==== Data shown

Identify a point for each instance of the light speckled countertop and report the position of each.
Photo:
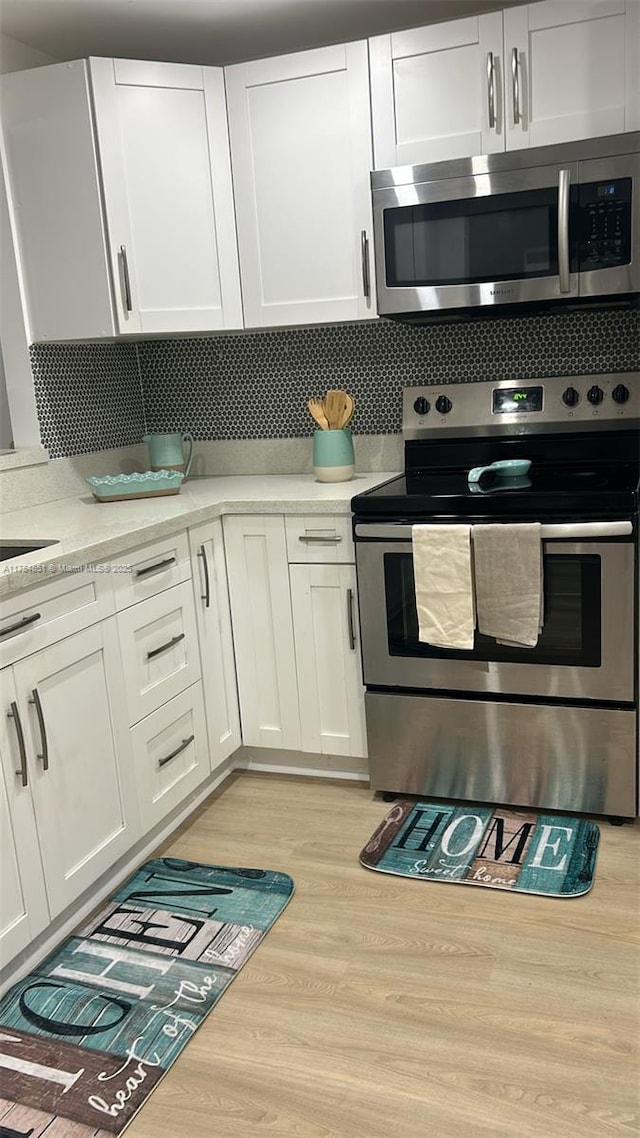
(87, 530)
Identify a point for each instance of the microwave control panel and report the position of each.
(605, 224)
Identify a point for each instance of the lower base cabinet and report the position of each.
(67, 778)
(170, 755)
(330, 692)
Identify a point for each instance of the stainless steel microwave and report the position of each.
(549, 223)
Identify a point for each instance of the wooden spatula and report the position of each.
(317, 412)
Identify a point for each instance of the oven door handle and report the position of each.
(559, 530)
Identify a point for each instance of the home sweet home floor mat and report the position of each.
(88, 1035)
(517, 850)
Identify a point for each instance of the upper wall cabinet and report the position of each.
(121, 181)
(301, 151)
(572, 71)
(436, 92)
(533, 75)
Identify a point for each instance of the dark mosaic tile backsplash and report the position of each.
(256, 385)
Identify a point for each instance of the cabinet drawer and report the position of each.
(160, 649)
(319, 538)
(39, 617)
(150, 569)
(170, 755)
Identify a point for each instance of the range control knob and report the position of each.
(620, 394)
(571, 397)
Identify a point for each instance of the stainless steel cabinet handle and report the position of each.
(183, 745)
(206, 595)
(21, 625)
(156, 567)
(364, 256)
(14, 714)
(320, 539)
(125, 279)
(350, 619)
(564, 269)
(163, 648)
(491, 89)
(44, 756)
(516, 85)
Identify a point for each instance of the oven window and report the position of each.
(495, 238)
(571, 634)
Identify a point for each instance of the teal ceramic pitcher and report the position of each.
(165, 451)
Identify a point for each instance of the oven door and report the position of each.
(585, 649)
(489, 239)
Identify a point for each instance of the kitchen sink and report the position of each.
(10, 549)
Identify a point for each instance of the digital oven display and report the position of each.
(509, 400)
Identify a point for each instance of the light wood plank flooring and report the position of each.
(380, 1007)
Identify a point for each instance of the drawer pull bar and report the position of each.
(206, 595)
(163, 648)
(14, 714)
(320, 539)
(22, 625)
(156, 567)
(350, 619)
(183, 745)
(44, 756)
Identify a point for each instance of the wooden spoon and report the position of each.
(335, 407)
(317, 412)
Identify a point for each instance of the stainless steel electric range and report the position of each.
(552, 726)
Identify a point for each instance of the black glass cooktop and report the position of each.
(546, 491)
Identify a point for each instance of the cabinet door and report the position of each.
(164, 156)
(23, 901)
(331, 697)
(436, 92)
(73, 714)
(575, 69)
(211, 594)
(261, 611)
(170, 755)
(301, 147)
(52, 174)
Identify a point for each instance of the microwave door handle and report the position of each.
(564, 273)
(491, 89)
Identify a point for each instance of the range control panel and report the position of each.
(515, 407)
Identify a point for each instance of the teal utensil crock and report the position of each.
(334, 460)
(165, 451)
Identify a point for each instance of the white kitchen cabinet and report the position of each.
(301, 150)
(577, 69)
(436, 92)
(263, 636)
(331, 697)
(79, 765)
(170, 755)
(121, 181)
(211, 595)
(23, 900)
(452, 90)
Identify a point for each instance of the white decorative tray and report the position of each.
(148, 484)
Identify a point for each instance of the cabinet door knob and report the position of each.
(15, 715)
(491, 89)
(516, 85)
(351, 627)
(44, 755)
(206, 595)
(183, 745)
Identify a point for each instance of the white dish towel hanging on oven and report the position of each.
(508, 576)
(444, 587)
(500, 577)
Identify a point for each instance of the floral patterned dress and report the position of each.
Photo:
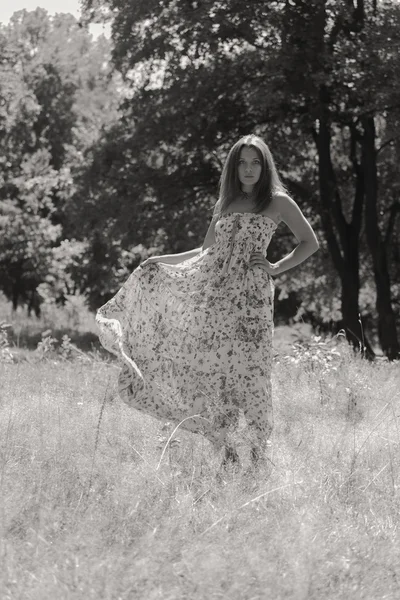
(195, 339)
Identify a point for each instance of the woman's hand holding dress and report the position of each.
(257, 259)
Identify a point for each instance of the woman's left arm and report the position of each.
(308, 244)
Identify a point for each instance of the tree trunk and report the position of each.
(387, 331)
(342, 237)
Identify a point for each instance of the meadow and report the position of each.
(96, 504)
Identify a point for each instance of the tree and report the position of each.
(201, 73)
(56, 93)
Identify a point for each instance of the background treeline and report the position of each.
(111, 150)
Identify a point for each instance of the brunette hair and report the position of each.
(268, 184)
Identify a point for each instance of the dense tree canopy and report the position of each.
(56, 96)
(316, 80)
(123, 142)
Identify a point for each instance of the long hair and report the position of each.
(268, 184)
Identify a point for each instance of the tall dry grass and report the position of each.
(86, 514)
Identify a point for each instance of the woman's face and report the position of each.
(249, 167)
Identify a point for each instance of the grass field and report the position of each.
(89, 511)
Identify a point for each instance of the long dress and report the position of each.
(195, 339)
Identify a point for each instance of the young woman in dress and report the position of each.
(194, 330)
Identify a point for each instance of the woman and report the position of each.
(194, 330)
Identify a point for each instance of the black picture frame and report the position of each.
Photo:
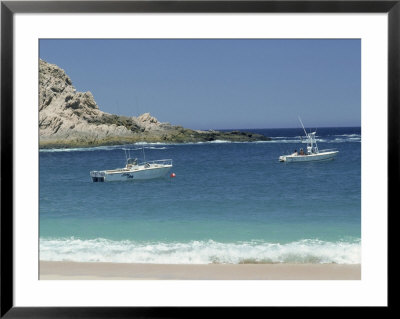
(9, 8)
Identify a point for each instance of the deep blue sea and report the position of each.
(229, 203)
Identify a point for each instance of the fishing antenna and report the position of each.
(303, 126)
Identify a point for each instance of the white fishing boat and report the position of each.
(134, 170)
(312, 152)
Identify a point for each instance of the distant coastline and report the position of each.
(71, 119)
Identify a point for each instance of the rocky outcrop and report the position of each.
(73, 119)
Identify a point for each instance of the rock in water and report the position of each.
(73, 119)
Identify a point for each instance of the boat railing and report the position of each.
(328, 150)
(161, 162)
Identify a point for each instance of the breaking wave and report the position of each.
(200, 252)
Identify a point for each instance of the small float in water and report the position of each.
(312, 152)
(134, 170)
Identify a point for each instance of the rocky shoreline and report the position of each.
(73, 119)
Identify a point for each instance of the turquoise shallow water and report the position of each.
(229, 202)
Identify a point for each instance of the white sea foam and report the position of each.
(199, 252)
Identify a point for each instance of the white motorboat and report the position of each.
(312, 152)
(134, 170)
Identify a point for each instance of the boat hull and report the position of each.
(325, 156)
(142, 174)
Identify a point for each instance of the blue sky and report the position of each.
(218, 84)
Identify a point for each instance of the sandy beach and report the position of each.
(59, 270)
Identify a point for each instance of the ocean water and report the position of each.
(229, 203)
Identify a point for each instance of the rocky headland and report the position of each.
(68, 118)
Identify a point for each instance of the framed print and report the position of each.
(196, 154)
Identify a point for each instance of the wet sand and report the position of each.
(60, 270)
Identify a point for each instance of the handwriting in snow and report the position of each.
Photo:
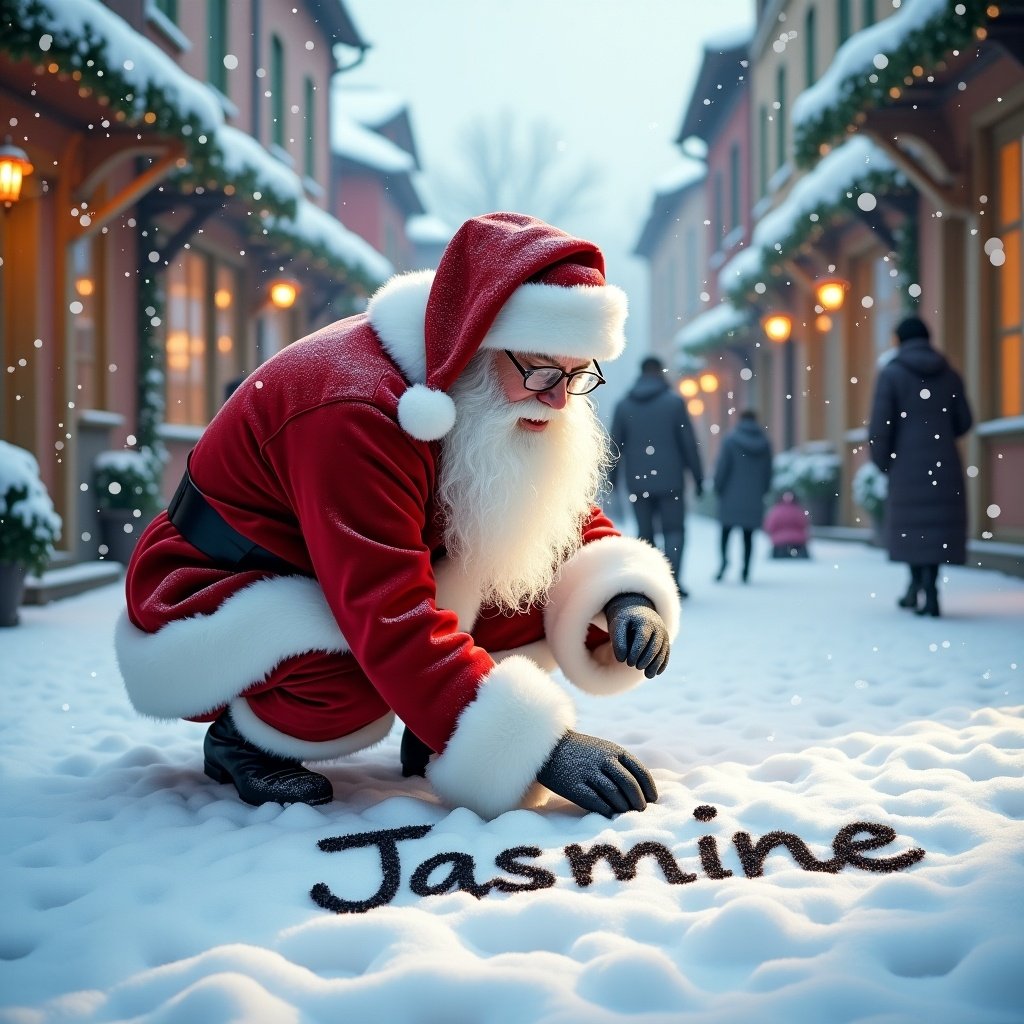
(847, 849)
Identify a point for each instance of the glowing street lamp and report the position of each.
(14, 164)
(830, 293)
(284, 293)
(777, 327)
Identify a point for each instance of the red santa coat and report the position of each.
(308, 460)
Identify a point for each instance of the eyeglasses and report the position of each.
(545, 378)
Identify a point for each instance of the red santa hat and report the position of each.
(505, 281)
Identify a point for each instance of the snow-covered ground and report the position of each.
(136, 889)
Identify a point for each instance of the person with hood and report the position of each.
(919, 412)
(742, 477)
(652, 431)
(394, 516)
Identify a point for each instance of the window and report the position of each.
(734, 190)
(843, 22)
(763, 154)
(202, 337)
(276, 91)
(780, 119)
(810, 57)
(718, 224)
(1009, 281)
(310, 146)
(86, 332)
(216, 73)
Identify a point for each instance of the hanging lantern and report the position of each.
(777, 327)
(14, 164)
(830, 293)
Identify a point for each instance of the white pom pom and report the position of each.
(426, 414)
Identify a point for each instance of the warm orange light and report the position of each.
(830, 293)
(284, 293)
(14, 164)
(777, 327)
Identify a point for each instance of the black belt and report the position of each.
(201, 524)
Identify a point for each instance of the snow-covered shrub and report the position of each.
(870, 488)
(807, 474)
(128, 479)
(29, 524)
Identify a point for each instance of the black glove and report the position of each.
(637, 633)
(597, 775)
(415, 754)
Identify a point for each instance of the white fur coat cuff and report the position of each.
(589, 580)
(502, 739)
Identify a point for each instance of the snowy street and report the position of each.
(137, 889)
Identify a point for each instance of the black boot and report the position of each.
(909, 599)
(259, 777)
(930, 588)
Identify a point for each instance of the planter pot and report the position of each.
(11, 592)
(821, 510)
(119, 540)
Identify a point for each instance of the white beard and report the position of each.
(514, 502)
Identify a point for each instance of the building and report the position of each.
(175, 228)
(886, 148)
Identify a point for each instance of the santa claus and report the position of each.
(396, 515)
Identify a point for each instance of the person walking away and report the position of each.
(742, 477)
(654, 435)
(785, 524)
(918, 413)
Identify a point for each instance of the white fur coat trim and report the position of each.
(267, 738)
(502, 739)
(196, 665)
(588, 581)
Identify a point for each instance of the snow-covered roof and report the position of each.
(364, 145)
(241, 154)
(844, 171)
(856, 57)
(142, 65)
(712, 327)
(428, 229)
(684, 173)
(316, 228)
(370, 105)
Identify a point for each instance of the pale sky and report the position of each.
(613, 76)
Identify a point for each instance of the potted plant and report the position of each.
(127, 486)
(870, 488)
(813, 476)
(29, 526)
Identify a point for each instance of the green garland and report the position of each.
(805, 229)
(923, 47)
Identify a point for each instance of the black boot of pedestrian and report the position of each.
(259, 777)
(930, 588)
(909, 599)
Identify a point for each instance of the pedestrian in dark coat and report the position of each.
(654, 435)
(919, 412)
(742, 477)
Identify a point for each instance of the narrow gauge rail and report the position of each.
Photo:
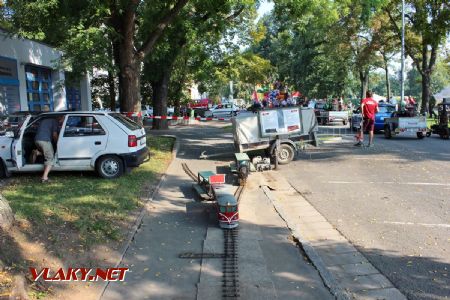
(188, 171)
(230, 266)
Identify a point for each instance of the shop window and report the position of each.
(39, 91)
(73, 98)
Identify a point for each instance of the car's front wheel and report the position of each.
(285, 154)
(110, 166)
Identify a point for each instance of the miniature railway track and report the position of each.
(230, 270)
(239, 192)
(188, 171)
(230, 279)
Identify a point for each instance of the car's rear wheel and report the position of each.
(110, 166)
(285, 154)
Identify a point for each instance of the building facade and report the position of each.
(31, 81)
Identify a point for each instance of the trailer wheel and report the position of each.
(387, 131)
(285, 154)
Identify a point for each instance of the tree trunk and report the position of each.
(129, 73)
(364, 80)
(161, 90)
(112, 91)
(426, 76)
(388, 82)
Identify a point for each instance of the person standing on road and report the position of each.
(46, 134)
(369, 107)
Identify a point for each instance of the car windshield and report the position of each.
(130, 124)
(386, 109)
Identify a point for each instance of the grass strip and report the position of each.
(93, 207)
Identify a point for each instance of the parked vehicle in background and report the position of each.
(224, 109)
(385, 110)
(327, 117)
(404, 125)
(319, 107)
(106, 142)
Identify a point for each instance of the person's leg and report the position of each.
(371, 130)
(360, 136)
(47, 169)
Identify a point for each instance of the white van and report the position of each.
(106, 142)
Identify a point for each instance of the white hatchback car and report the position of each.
(106, 142)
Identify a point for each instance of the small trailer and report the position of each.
(404, 125)
(278, 132)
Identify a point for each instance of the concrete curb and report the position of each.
(137, 223)
(328, 278)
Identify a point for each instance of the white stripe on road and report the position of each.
(418, 224)
(381, 159)
(391, 182)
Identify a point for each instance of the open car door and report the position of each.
(16, 146)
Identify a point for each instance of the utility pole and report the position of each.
(402, 77)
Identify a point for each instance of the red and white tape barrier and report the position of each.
(139, 114)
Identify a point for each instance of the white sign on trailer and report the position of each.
(279, 121)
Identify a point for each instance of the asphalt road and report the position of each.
(392, 201)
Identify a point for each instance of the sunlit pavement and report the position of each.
(391, 201)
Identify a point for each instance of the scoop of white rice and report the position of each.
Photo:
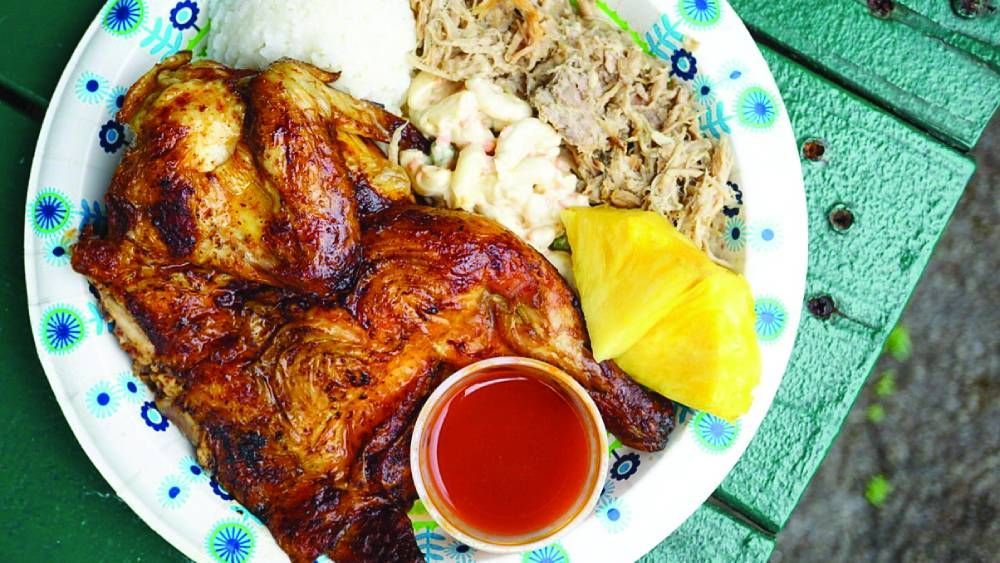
(368, 42)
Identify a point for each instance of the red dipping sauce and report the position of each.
(510, 454)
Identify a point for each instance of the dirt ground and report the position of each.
(925, 447)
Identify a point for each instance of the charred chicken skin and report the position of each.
(292, 308)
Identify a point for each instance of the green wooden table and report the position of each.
(895, 99)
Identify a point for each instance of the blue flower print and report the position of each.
(132, 389)
(173, 492)
(460, 553)
(735, 234)
(607, 491)
(430, 543)
(184, 15)
(771, 319)
(756, 108)
(612, 514)
(115, 99)
(151, 415)
(91, 214)
(683, 64)
(246, 515)
(91, 88)
(714, 433)
(700, 13)
(190, 469)
(230, 542)
(624, 466)
(96, 318)
(704, 90)
(219, 491)
(62, 329)
(764, 237)
(49, 212)
(123, 17)
(549, 554)
(111, 136)
(57, 251)
(102, 400)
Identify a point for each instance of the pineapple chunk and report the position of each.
(670, 317)
(703, 353)
(626, 284)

========

• Exercise task: Skip the pictures and write out exactly the lines from the line containing "Identify a point for each instance of the asphalt" through the end of the listing above.

• Exercise result:
Identify a point for each instance of the asphalt road and report the position of each.
(392, 201)
Identify a point for each instance of the sunlit pavement and report the position of each.
(391, 201)
Identify a point for each instance of the scoop of white rice and report the position of each.
Photo:
(368, 42)
Identify a point for each instance of the red dipping sauce and report the position of each.
(510, 454)
Identify a point for each instance of the dirt ground and report the position of each.
(925, 447)
Identify a point for each instance of the charred chicken skin and report the position of each.
(292, 308)
Identify a point for each instance of the green wooden table and report the position of each.
(895, 99)
Identify a point for each instance of the blue flower print and report the position of each.
(132, 389)
(173, 492)
(460, 553)
(735, 234)
(607, 491)
(430, 543)
(184, 15)
(771, 319)
(756, 108)
(612, 514)
(115, 99)
(151, 415)
(91, 214)
(683, 64)
(246, 515)
(91, 88)
(714, 433)
(700, 13)
(190, 469)
(230, 542)
(624, 466)
(96, 318)
(704, 90)
(219, 491)
(62, 329)
(764, 237)
(49, 212)
(123, 17)
(549, 554)
(111, 136)
(57, 251)
(102, 400)
Identify a point for each instance of the pineapple chunk and report the position of each.
(670, 317)
(703, 353)
(626, 284)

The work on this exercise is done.